## [SOURCE EXTRACT]
┌──

For more information about Meningococcal Meningitis and Hepatitis B disease and vaccine, please contact your local health care provider or consult the Center for Disease Control and Prevention Web site.
(2) Financial Concerns and Obligations for Dual Enrollment Students
1. Students must submit complete applications for the Tennessee Dual Enrollment Grant (DEG) by posted deadlines.
2. Students and parents both understand how using DEG funding for courses 5-8 will impact their HOPE scholarship.
3. Students and parents both understand the student must maintain a college GPA of at least 2.75 to continue receiving DEG funding in subsequent dual enrollment semesters.
4. Students taking two courses in the same semester must meet HOPE eligibility requirements to receive funding for the second course (minimum ACT composite score of 21 OR minimum high school GPA of 3.0; home school students must have the ACT score of 21).
5. Students must have been a TN (or Ft. Campbell, KY) resident for at least one year at the time of enrollment to receive funding.
6. Students taking two courses in the same semester with two different institutions will provide any required documentation in order to participate in the consortium agreement between those institutions, which includes having college transcripts sent at the beginning of each semester.
(3) Dual Enrollment Fee Discount or Waiver
If your student qualifies for a fee discount based on your employment, please submit the appropriate form each semester when your student registers to email@example.com. Links to all forms are found at www.apsu.edu/bursar/discounts.
(4) Permission and Agreement
As parent/guardian of the student named below, my signature on this form, certifies that I have read and understand the early admission and concurrent (dual/joint enrollment, academically talented) enrollment policies, including:
- Program and course requirements
- My student must maintain an APSU GPA of 2.75 to remain in the dual enrollment program for subsequent semesters while in high school. If their APSU GPA falls below 2.75 and they have a 3.0 high school GPA, they may reapply for admission.
- Financial obligations, lottery grant regulations, discount/waiver eligibility: I understand that I am responsible for the payment of any tuition or fees not covered by the dual enrollment grant.
- Privacy and confidentiality regulations (a FERPA form is recommended).

└──

## [WHAT THE TASK REQUIRES]
Retype the dual enrollment passage from "(4) Permission and" to "form is recommended).", without changing anything.

## [RECORDED INFORMATION]
┌──

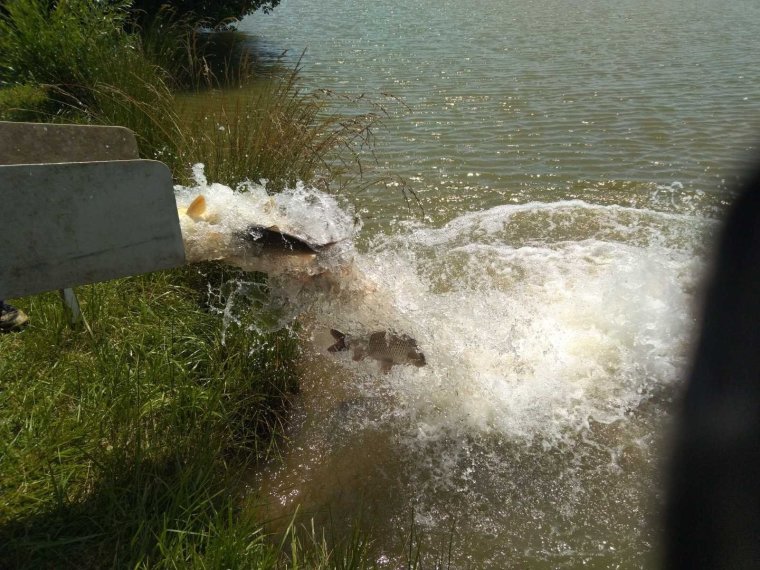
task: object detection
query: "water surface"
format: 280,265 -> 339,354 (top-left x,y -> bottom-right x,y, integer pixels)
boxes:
240,0 -> 760,568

└──

## [RESPONSE AREA]
(4) Permission and Agreement
As parent/guardian of the student named below, my signature on this form, certifies that I have read and understand the early admission and concurrent (dual/joint enrollment, academically talented) enrollment policies, including:
- Program and course requirements
- My student must maintain an APSU GPA of 2.75 to remain in the dual enrollment program for subsequent semesters while in high school. If their APSU GPA falls below 2.75 and they have a 3.0 high school GPA, they may reapply for admission.
- Financial obligations, lottery grant regulations, discount/waiver eligibility: I understand that I am responsible for the payment of any tuition or fees not covered by the dual enrollment grant.
- Privacy and confidentiality regulations (a FERPA form is recommended).